§ WORKING DATA:
____________
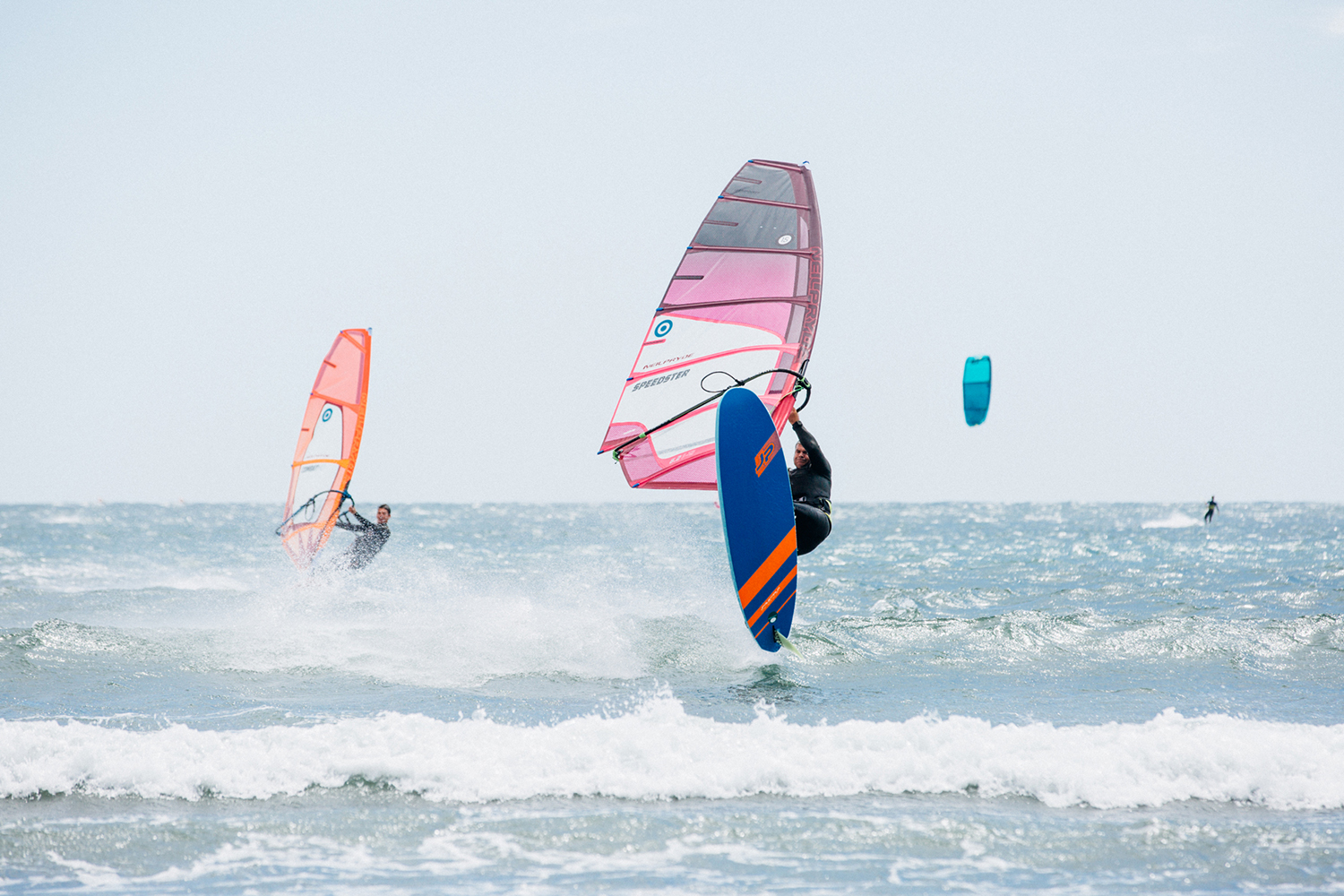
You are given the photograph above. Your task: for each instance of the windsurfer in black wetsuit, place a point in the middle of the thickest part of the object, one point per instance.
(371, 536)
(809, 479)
____________
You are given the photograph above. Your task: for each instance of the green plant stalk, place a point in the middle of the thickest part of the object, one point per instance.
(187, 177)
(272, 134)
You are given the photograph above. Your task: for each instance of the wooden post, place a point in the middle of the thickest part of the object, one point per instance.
____________
§ EXERCISE GOAL: Take the records above and return, word for word, only the lines that fall from the line with "of the green" to the line with "of the wooden", both of them included.

§ TASK ANSWER:
You are given the photograph above. Your task: for each instance of the green plant stalk, place a point in the middle of the thickest part of the object, one point per instance.
(187, 177)
(272, 134)
You are given the photograph above. Your task: for each instance of the wooden post, place a point in the middle of the thickest part of the object, one point per instance.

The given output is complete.